DIRECTIONS FOR THIS TASK. Report every line of the data below that contains the string "leaf", copying each line in full. Case counts.

RECORDS SUPPLIED.
▬▬▬

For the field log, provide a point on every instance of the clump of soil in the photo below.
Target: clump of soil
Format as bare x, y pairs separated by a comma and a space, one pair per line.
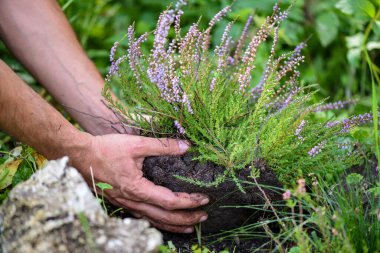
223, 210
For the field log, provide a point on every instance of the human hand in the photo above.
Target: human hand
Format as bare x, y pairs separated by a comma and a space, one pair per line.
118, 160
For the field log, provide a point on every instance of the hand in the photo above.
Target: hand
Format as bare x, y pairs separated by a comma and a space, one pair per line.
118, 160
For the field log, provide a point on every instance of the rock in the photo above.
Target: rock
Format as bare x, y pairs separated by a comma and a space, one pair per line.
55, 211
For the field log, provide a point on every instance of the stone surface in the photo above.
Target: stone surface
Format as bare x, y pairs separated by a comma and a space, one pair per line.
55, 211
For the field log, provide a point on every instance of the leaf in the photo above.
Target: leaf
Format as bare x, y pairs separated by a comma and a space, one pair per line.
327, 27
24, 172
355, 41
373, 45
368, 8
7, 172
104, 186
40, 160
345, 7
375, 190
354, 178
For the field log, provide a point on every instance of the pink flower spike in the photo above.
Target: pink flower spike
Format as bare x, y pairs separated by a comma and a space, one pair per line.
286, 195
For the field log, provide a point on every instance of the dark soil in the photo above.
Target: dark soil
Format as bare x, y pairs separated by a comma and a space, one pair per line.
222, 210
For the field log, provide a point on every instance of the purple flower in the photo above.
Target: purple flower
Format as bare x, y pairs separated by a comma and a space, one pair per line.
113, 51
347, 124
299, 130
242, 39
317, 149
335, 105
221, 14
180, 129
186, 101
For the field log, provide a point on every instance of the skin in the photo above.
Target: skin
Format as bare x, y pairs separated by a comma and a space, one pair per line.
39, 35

▬▬▬

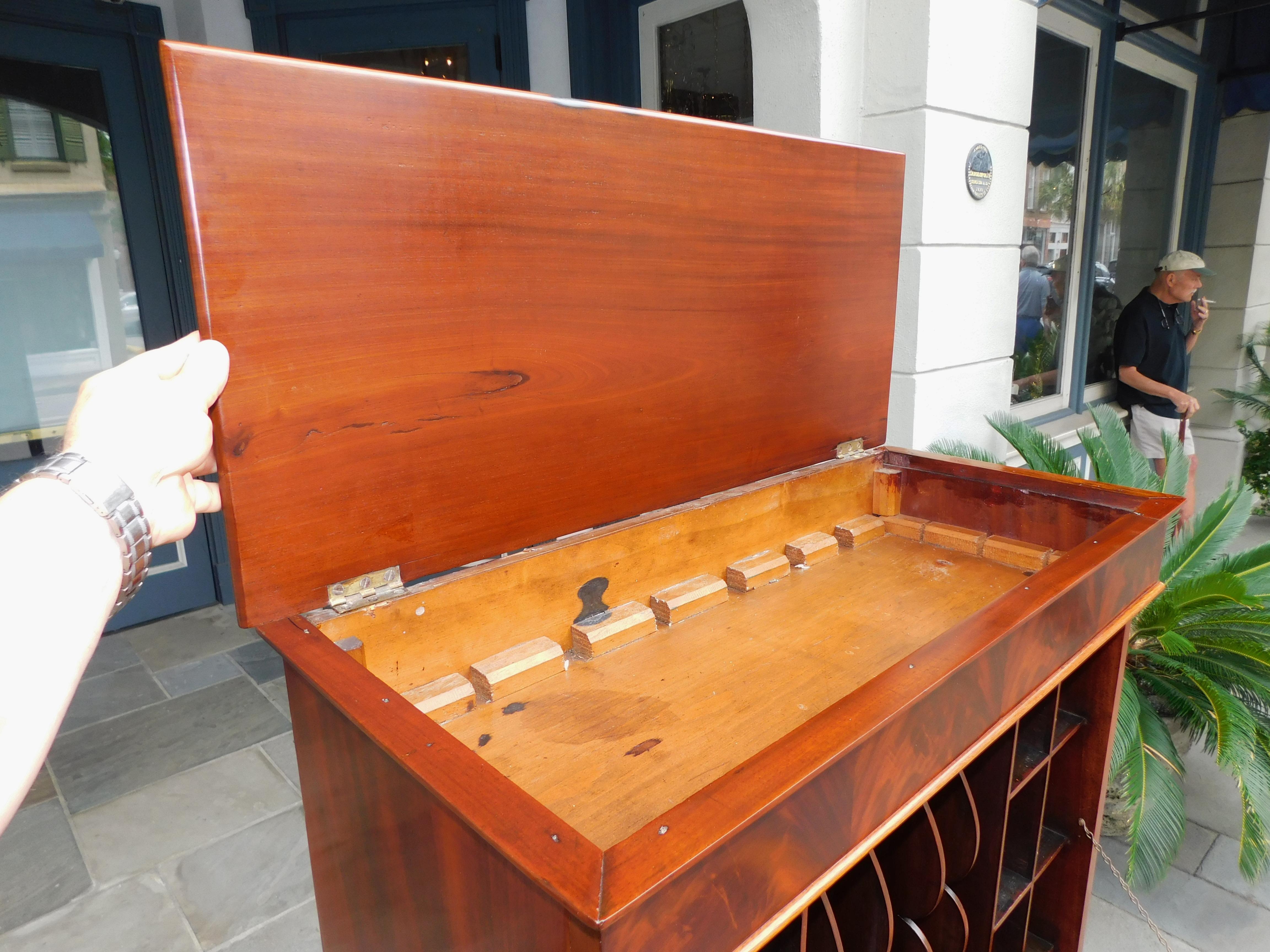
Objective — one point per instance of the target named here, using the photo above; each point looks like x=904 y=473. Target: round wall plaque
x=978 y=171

▬▬▬

WORKED SOLUTION.
For the field log, provide a point on every instance of the leaf in the photo above.
Target: leaf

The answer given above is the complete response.